Given records:
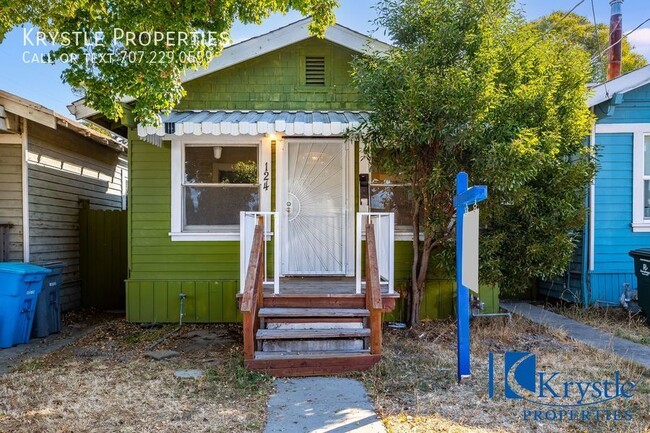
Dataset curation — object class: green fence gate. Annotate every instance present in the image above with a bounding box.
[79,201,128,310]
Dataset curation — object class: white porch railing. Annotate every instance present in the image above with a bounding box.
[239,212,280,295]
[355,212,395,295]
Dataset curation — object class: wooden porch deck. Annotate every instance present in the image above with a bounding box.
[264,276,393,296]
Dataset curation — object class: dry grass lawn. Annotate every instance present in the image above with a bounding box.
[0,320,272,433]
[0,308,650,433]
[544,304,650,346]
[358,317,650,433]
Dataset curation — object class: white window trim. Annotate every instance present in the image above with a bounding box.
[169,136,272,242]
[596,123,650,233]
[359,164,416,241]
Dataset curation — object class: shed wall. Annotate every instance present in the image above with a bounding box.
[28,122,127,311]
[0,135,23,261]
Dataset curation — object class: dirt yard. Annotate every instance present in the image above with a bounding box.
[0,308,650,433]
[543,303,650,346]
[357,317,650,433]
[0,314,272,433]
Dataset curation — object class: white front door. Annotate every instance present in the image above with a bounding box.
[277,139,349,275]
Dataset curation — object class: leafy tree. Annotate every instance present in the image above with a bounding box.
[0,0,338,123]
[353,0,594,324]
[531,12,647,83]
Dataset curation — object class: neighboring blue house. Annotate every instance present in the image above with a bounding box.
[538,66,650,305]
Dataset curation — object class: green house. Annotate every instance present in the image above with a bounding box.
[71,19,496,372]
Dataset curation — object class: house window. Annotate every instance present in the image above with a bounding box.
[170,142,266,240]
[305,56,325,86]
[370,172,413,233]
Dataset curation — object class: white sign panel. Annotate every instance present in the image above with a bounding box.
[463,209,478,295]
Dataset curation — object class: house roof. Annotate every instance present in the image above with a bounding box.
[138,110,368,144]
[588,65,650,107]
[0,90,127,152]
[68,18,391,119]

...

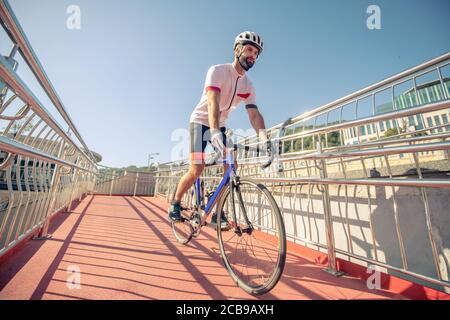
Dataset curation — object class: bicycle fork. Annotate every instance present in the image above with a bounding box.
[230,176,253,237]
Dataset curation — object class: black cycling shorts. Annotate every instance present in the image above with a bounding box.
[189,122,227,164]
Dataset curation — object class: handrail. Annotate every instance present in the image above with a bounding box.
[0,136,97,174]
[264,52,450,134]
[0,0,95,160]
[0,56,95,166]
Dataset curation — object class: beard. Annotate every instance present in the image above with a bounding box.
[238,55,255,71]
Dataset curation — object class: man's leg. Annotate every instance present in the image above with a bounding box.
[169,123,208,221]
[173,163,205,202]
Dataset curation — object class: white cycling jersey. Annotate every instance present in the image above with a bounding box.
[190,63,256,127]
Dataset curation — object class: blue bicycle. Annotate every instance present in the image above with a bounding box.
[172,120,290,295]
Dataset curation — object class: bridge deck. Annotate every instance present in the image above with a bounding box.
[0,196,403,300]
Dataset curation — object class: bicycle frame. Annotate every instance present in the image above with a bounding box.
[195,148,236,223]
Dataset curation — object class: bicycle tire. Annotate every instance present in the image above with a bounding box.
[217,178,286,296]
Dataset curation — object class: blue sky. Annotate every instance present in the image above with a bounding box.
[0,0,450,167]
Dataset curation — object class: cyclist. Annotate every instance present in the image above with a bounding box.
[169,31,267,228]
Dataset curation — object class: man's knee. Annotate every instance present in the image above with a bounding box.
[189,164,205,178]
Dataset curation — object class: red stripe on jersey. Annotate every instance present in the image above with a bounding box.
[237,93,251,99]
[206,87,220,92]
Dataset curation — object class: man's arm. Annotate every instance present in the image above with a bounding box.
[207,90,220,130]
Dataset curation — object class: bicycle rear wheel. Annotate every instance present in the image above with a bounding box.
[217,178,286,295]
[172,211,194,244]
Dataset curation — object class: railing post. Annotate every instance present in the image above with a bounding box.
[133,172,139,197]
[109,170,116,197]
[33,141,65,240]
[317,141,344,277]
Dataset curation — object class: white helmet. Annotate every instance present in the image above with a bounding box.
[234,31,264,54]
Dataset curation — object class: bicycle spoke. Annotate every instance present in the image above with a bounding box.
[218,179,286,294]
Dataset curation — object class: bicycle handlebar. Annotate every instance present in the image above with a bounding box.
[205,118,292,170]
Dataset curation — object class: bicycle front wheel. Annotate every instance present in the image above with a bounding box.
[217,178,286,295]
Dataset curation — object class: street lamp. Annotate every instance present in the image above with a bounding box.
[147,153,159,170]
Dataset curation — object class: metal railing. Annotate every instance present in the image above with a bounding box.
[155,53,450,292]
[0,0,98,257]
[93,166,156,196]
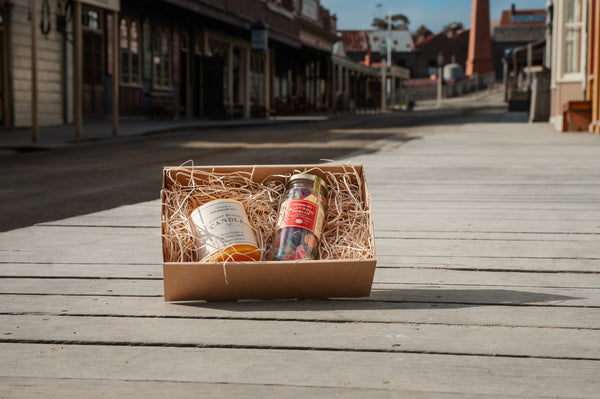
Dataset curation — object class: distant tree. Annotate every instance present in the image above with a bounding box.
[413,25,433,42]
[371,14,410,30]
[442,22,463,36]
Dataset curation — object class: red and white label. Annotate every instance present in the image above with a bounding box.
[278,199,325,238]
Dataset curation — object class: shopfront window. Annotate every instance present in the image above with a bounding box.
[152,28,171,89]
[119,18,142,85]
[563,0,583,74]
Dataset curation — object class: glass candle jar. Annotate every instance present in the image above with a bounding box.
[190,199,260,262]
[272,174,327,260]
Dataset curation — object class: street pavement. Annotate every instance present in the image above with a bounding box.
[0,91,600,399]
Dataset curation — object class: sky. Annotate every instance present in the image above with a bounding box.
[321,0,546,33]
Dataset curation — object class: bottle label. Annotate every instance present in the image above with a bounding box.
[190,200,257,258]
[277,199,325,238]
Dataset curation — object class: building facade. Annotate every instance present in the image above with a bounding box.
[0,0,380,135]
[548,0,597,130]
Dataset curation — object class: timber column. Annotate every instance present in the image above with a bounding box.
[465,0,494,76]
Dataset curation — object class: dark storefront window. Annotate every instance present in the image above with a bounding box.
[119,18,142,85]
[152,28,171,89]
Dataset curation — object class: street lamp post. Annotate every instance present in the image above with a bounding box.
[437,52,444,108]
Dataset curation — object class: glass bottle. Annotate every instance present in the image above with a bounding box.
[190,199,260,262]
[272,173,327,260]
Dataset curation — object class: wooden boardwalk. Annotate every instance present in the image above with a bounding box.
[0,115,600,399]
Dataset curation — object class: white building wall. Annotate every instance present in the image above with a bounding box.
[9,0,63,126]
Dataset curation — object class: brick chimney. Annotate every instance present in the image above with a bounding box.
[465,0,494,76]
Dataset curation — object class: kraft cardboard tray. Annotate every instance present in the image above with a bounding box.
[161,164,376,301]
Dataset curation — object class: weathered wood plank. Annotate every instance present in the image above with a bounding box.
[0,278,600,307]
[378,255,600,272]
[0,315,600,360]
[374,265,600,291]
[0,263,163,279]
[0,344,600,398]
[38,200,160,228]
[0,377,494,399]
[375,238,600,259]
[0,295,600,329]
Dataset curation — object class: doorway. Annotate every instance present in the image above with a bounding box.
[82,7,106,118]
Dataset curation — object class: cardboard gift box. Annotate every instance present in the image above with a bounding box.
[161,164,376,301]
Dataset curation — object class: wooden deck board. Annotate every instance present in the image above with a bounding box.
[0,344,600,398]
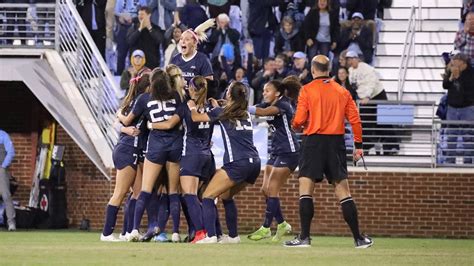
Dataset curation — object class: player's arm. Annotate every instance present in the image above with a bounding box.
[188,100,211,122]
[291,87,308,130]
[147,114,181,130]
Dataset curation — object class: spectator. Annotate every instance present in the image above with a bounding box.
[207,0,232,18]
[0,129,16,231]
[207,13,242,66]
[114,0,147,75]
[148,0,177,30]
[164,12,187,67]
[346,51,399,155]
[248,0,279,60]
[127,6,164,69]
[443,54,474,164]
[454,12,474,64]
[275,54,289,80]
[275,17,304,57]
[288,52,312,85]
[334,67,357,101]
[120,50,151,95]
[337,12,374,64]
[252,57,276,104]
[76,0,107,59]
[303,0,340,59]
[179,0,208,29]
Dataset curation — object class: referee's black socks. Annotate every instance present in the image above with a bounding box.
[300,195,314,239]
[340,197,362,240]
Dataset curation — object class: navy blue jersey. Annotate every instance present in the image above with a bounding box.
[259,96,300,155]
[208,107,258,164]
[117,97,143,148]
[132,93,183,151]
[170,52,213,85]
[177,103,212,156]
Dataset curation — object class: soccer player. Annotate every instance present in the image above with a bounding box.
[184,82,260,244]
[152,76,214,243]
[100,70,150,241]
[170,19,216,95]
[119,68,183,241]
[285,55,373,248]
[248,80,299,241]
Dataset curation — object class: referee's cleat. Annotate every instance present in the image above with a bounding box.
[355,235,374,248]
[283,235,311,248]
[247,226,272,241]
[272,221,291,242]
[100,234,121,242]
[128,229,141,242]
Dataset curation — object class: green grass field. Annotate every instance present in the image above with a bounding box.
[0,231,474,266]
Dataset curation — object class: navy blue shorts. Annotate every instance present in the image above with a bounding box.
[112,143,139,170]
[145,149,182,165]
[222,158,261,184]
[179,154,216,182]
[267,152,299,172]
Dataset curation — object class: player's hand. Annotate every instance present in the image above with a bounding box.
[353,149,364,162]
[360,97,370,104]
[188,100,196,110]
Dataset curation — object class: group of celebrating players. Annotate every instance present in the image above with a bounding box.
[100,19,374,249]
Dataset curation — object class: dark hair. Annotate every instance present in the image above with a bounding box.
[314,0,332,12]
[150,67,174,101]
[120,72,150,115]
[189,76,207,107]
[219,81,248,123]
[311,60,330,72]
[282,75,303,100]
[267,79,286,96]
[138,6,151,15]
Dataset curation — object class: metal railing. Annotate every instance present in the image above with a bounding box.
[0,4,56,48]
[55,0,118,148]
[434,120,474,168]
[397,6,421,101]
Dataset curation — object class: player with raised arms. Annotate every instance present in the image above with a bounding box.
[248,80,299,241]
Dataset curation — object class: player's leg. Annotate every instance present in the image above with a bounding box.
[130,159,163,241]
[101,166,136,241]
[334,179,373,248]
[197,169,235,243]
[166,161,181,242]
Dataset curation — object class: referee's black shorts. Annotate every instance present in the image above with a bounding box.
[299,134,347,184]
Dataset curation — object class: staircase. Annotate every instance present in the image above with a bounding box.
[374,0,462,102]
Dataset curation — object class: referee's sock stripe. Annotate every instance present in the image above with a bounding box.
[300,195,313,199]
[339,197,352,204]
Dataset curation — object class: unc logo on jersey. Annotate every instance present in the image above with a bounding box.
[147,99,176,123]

The problem:
Copy the records from the line with "Dataset curation — object class: wooden deck" to the line with "[177,103,212,156]" with "spectator" renamed to "onlooker" and everything else unchanged, omitting the pictures.

Reply:
Dataset curation — object class: wooden deck board. Annotate every instance present in the image above with a bounding box.
[0,344,600,398]
Dataset curation — object class: player's arm. Annotate every instance present in the image above with a bounding box.
[188,100,211,122]
[291,87,308,130]
[147,114,181,130]
Dataset curation — object class: onlooker. Annotate every instance present in the image above with a bounding box.
[207,0,232,18]
[0,129,16,231]
[207,13,242,66]
[114,0,147,75]
[148,0,177,30]
[164,12,187,67]
[346,51,399,155]
[248,0,279,60]
[127,6,164,69]
[443,54,474,164]
[454,12,474,64]
[275,54,289,80]
[275,17,304,57]
[288,52,312,85]
[334,67,357,101]
[120,50,151,95]
[337,12,374,64]
[252,57,276,104]
[76,0,107,59]
[303,0,340,59]
[179,0,208,29]
Dataset curation — object class: referee's black socks. Annotate every instance present in the image above with a bounding box.
[300,195,314,239]
[340,197,362,240]
Dataset curation — object class: navy blue jersey. Annotate every instance present in the image above with a bounding box.
[259,96,300,155]
[208,107,258,164]
[117,97,143,148]
[132,93,183,151]
[170,52,213,85]
[177,103,212,156]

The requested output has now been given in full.